Problem 1> Print the forum comments about disliked words in full, exactly as they appear.

Excerpt provided>
——
For some odd reason, the only word that really makes me squirm, and I mean like squicked even when other people say it, is "silly." Ugh. Not too fond of "hop."
posted by Devils Rancher at 8:24 PM on August 28, 2015


Plump.

Ugh, it makes me think of pump and lump and just NO.
posted by 1066 at 8:26 PM on August 28, 2015 [3 favorites]


So, do I have some kind of superpower for not having an aversion to any if these these words? Sorta like not having that "fear of small holes" thing?
posted by picklenickle at 8:28 PM on August 28, 2015 [5 favorites]


jake, you are a very effective lurker, as this looks like post made by someone who's been doing them for a long time.

As for the subject, I must have a very different relationship to language than most of you people here, as I can find interesting and enjoyable things about most of the words people are being bothered by.
——
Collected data
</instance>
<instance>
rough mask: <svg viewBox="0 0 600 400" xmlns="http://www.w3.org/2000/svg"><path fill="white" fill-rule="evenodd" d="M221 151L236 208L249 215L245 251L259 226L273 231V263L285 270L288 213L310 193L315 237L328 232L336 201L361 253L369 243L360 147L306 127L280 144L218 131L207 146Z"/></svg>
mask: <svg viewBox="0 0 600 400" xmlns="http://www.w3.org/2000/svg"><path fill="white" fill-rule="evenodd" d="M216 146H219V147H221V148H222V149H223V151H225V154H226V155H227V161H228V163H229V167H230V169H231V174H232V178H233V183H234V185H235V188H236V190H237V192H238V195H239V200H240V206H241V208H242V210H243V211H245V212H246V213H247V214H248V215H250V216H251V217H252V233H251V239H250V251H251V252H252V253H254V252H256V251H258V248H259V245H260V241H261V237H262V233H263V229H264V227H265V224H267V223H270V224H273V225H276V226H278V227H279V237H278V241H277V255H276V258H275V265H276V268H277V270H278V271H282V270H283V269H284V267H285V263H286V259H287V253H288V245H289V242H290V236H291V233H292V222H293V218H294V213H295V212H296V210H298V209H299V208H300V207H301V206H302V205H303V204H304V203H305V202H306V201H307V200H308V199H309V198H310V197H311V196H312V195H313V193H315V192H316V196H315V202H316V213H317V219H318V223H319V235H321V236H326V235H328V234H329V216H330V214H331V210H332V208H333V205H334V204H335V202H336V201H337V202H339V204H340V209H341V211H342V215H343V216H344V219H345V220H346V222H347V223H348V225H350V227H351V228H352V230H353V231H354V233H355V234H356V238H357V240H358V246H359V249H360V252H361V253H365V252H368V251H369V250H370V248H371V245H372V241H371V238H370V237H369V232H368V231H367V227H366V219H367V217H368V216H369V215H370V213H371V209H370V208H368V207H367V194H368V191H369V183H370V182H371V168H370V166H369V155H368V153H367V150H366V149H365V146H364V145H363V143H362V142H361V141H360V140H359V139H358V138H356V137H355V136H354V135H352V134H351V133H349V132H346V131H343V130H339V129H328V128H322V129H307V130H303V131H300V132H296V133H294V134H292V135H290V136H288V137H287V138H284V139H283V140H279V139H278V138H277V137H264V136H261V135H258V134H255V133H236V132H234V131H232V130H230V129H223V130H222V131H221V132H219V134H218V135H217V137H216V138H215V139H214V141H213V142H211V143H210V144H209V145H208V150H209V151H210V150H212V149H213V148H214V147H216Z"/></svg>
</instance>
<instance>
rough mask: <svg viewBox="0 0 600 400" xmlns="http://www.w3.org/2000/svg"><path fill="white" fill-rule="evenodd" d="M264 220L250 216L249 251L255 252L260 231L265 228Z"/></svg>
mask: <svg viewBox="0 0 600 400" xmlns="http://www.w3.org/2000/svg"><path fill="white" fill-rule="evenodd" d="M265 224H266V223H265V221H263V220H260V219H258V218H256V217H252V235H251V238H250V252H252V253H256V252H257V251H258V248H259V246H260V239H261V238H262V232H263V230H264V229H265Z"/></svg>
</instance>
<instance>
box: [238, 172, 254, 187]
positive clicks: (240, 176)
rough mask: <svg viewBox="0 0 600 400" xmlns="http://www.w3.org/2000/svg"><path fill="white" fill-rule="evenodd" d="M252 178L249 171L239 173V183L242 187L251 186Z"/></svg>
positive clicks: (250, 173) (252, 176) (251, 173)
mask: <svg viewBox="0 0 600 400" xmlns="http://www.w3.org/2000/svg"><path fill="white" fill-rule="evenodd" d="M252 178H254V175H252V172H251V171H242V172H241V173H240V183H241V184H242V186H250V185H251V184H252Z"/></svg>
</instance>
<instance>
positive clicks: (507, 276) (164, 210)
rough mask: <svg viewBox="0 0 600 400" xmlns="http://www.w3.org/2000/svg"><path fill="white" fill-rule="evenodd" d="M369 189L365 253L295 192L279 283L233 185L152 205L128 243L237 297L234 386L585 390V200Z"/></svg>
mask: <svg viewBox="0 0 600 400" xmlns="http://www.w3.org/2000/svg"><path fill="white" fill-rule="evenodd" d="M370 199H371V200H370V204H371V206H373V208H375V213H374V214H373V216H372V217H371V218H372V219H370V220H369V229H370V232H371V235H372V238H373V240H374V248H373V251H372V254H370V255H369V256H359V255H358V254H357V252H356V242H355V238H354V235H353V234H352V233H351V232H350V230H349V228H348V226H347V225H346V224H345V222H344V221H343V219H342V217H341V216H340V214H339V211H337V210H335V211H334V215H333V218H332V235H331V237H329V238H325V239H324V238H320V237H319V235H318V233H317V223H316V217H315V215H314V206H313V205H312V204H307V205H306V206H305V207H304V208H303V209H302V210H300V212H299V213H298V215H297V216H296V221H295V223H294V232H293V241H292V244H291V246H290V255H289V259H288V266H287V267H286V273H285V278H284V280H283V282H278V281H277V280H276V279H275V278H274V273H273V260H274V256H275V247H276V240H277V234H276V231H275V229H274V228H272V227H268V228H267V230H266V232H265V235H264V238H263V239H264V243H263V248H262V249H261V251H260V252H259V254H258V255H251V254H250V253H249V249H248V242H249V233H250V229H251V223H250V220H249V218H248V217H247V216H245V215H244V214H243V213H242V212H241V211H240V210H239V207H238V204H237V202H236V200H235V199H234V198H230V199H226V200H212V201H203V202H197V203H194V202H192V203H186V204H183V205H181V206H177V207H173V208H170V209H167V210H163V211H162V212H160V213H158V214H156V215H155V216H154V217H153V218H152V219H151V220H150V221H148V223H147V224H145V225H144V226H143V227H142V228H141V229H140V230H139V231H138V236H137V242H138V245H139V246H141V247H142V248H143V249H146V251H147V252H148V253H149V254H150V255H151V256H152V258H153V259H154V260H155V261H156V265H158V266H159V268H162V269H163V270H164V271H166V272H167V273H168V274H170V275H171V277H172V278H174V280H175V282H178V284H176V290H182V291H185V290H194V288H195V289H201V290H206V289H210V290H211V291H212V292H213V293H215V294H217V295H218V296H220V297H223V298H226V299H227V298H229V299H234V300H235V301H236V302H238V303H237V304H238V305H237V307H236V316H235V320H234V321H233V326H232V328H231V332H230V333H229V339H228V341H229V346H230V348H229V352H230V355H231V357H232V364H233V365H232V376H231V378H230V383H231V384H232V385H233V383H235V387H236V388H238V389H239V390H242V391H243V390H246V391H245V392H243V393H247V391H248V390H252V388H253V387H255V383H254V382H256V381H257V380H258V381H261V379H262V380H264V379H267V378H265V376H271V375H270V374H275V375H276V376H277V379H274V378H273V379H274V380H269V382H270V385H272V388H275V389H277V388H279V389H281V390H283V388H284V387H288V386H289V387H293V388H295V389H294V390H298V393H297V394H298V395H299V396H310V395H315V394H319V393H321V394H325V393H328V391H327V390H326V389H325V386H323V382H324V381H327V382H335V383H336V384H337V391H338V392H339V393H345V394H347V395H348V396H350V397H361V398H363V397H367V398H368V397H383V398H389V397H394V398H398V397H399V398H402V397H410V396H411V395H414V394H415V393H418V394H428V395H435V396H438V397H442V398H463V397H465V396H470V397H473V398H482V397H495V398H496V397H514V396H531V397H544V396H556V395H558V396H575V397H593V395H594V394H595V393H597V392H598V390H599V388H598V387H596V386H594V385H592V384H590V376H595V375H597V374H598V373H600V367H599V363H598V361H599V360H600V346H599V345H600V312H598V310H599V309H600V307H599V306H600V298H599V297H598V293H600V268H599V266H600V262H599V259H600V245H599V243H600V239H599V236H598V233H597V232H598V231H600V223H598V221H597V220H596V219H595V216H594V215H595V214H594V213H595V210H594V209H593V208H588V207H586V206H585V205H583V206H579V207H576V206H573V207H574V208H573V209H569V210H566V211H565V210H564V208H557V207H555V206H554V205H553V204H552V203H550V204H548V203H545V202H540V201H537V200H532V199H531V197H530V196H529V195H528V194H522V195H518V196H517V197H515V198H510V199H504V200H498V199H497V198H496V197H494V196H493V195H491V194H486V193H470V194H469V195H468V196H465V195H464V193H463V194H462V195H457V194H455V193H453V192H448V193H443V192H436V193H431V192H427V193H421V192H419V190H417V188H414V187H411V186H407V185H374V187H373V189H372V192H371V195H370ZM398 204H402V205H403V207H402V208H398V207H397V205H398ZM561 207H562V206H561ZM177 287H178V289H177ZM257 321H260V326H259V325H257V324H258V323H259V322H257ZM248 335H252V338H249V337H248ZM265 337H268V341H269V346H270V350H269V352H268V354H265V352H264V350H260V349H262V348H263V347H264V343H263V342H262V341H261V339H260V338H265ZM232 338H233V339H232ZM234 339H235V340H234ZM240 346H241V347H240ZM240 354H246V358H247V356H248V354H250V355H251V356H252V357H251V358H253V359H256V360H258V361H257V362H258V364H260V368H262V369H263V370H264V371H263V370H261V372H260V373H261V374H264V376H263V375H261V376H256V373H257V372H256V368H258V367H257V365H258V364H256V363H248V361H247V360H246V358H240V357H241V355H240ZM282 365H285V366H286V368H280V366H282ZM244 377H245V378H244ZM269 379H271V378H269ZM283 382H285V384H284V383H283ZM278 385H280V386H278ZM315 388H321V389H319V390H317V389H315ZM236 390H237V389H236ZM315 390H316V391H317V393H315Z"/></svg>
——
Problem 2> Output the Collected data rows verbatim, starting at the first row and ending at the line containing "151L236 208L249 215L245", with both included.

Written response 1>
For some odd reason, the only word that really makes me squirm, and I mean like squicked even when other people say it, is "silly." Ugh. Not too fond of "hop."
posted by Devils Rancher at 8:24 PM on August 28, 2015


Plump.

Ugh, it makes me think of pump and lump and just NO.
posted by 1066 at 8:26 PM on August 28, 2015 [3 favorites]


So, do I have some kind of superpower for not having an aversion to any if these these words? Sorta like not having that "fear of small holes" thing?
posted by picklenickle at 8:28 PM on August 28, 2015 [5 favorites]


jake, you are a very effective lurker, as this looks like post made by someone who's been doing them for a long time.

As for the subject, I must have a very different relationship to language than most of you people here, as I can find interesting and enjoyable things about most of the words people are being bothered by.

Written response 2>
</instance>
<instance>
rough mask: <svg viewBox="0 0 600 400" xmlns="http://www.w3.org/2000/svg"><path fill="white" fill-rule="evenodd" d="M221 151L236 208L249 215L245 251L259 226L273 231V263L285 270L288 213L310 193L315 237L328 232L336 201L361 253L369 243L360 147L306 127L280 144L218 131L207 146Z"/></svg>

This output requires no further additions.